### [AIM]
Rewrite the data below, switching each "pin" to "marker" and keeping every other part the same.
↓
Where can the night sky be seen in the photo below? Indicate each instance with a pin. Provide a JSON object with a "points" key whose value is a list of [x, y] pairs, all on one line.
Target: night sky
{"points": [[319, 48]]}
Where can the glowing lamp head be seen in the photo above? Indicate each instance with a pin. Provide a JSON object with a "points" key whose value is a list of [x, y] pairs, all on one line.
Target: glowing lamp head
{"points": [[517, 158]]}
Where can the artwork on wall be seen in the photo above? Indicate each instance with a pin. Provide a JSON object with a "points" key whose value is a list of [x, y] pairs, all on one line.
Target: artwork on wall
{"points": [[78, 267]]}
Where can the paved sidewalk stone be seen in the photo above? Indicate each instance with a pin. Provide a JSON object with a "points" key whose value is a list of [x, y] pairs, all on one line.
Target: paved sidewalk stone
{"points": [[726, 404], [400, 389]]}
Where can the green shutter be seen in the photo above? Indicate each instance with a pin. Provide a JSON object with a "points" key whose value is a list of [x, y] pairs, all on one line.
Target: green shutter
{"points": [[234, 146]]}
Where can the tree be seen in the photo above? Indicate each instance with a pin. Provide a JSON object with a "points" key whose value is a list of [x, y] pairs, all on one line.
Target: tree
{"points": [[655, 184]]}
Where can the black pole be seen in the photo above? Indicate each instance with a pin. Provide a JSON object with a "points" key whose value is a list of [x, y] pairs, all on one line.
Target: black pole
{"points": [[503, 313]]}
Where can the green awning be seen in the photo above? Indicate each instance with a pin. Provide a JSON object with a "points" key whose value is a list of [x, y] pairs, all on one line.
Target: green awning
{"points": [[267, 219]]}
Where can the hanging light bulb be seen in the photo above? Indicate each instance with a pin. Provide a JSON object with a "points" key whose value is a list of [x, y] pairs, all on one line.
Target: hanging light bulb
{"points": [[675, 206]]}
↑
### [FINAL RESULT]
Where can the night sky be seen in the photo below? Indicate each instance with a marker. Provide a JSON object with a "points" key whose value is a list of [x, y] pairs, all on one line.
Target: night sky
{"points": [[319, 48]]}
Where can the glowing lamp head be seen in the photo above? Indicate each instance with a marker. Provide a JSON object with a "points" key whose value is a list of [x, y] pairs, all on one line.
Target: glowing lamp head
{"points": [[517, 158]]}
Where can the artwork on wall be seen in the photo above? Indicate each instance with a marker. Provide a JSON object with a "points" key whose value is a list of [x, y] pairs, all on one line.
Target: artwork on wall
{"points": [[78, 267]]}
Where can the paved sidewalk stone be seen in the photo above? Indicate each instance with a marker. Provide a JSON object with a "points" key whose value is a list of [x, y] pairs, all on one line.
Target: paved sidewalk stone
{"points": [[726, 404], [400, 389]]}
Where can the green shutter be seen in the photo above? Indicate each instance with a marker. Provide a JSON object with a "points" key whose value is a list of [x, y] pairs, all on one line.
Target: green shutter
{"points": [[234, 146]]}
Where can the tree be seen in the photo above? Indicate each instance with a marker. Provide a JSON object with a "points" key whose value is a list of [x, y] pairs, all on one line.
Target: tree
{"points": [[655, 184]]}
Where can the black pole be seen in the photo above? Indicate each instance with a marker. Provide a JSON object with a "points" key whose value is a list of [x, y] pairs, all on one line.
Target: black pole
{"points": [[503, 313]]}
Where can the green awning be seen in the photo above? Indicate each instance with a marker. Provide a JSON object with a "points" key whose value is a list of [x, y] pairs, all on one line.
Target: green awning
{"points": [[267, 219]]}
Where can the hanging light bulb be seen in the photo above? Indicate each instance with a marker. Provide a JSON object with a "points" key whose value is a list of [x, y] pairs, all on one line.
Target: hanging light bulb
{"points": [[675, 206]]}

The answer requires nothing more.